» **PASSAGE SHOWN**:
=== Begin Enclosure ===

Detection of masses in mammograms with adaption to breast density using genetic algorithm, phylogenetic trees, LBP and SVM
Introduction
Breast cancer is the most frequent type of cancer among the female population. It is also the type of cancer which most kills women (Parkin, Bray, Ferlay, & Pisani, 2005). The early diagnosis of this disease is the main form of fighting it.
A mammogram is a radiography of the breast, which allows the early detection of cancer, since it is capable of displaying lesions at their initial stage, having sizes in the range of millimeters. It is made through an appropriate X-ray device, called mammographer. The precision of the mammogram depends on several factors, such as size and location of the lesion, the density of the breast tissue and on the quality of the technical resources used. Besides, the task of carefully interpreting a large number of cases demands time and an elevated degree of attention from the specialist physician.
According to Norman, et al. (Boyd et al., 2007), one of the factors that hinder the detection of masses by the specialists is the type of density of the breast, which can be dense (fibrous) or non-dense (fat). The fat tissue appears as a dark region in a mammogram. On the other hand, fibrous structures (including masses) appear as clearer regions of the mammogram. Due to these characteristics, it is more difficult for a radiologist to find lesions in dense breasts.
All these factors have motivated much research over the last decades, aiming at the development of computational systems to help the specialist physician in the task of interpreting radiological images. These Computer-Aided Detection (CAD)/Diagnosis (CADx) systems have gained more and more space in modern medicine, serving as a second information source for specialists and increasing the rates of correct detections in the identification of serious diseases, such as breast cancer (Fenton et al., 2007). However, most studies seen in the literature use the same techniques and configurations both for dense and non-dense masses, whereas those techniques could be more appropriate for a specific kind of density.
The efficiency of CAD systems depend on the image processing techniques. The available literature brings acknowledged works that deal with the same problem approached by the methodology proposed herein, that is, the development of computational methods for aiding the specialist in the detection of lesions in mammograms.

=== End Enclosure ===

» **MATERIAL PROVIDED**:
=== Begin Enclosure ===

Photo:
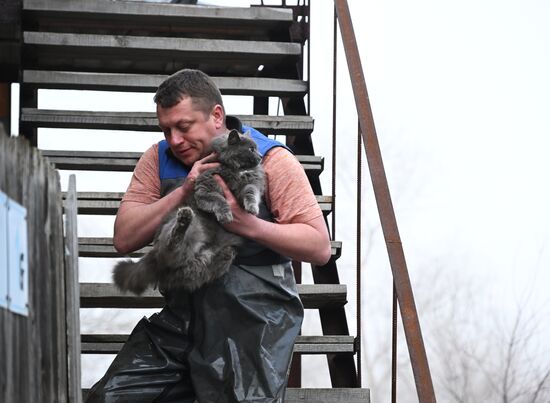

=== End Enclosure ===

» **WORK INSTRUCTIONS**:
a. According to the mammogram passage, what is the X-ray device used to make a mammogram called?
b. In the mammogram passage, take the part that opens with the words containing "A mammogram is" and closes with "the specialist physician.", and write it out again with "mammographer" swapped for "mammography unit".
c. Do these statements agree with the mammogram passage? Answer yes or no for each, quoting the deciding words. (i) Fat tissue shows up as a dark region in a mammogram. (ii) Most studies in the literature apply different techniques to dense and non-dense masses. (iii) Breast cancer is the most frequent type of cancer among women.

» **ANSWERS GIVEN**:
a. It is called a mammographer.

b.
A mammogram is a radiography of the breast, which allows the early detection of cancer, since it is capable of displaying lesions at their initial stage, having sizes in the range of millimeters. It is made through an appropriate X-ray device, called mammography unit. The precision of the mammogram depends on several factors, such as size and location of the lesion, the density of the breast tissue and on the quality of the technical resources used. Besides, the task of carefully interpreting a large number of cases demands time and an elevated degree of attention from the specialist physician.

c.
(i) Yes: "The fat tissue appears as a dark region in a mammogram."
(ii) No: "most studies seen in the literature use the same techniques and configurations both for dense and non-dense masses"
(iii) Yes: "Breast cancer is the most frequent type of cancer among the female population."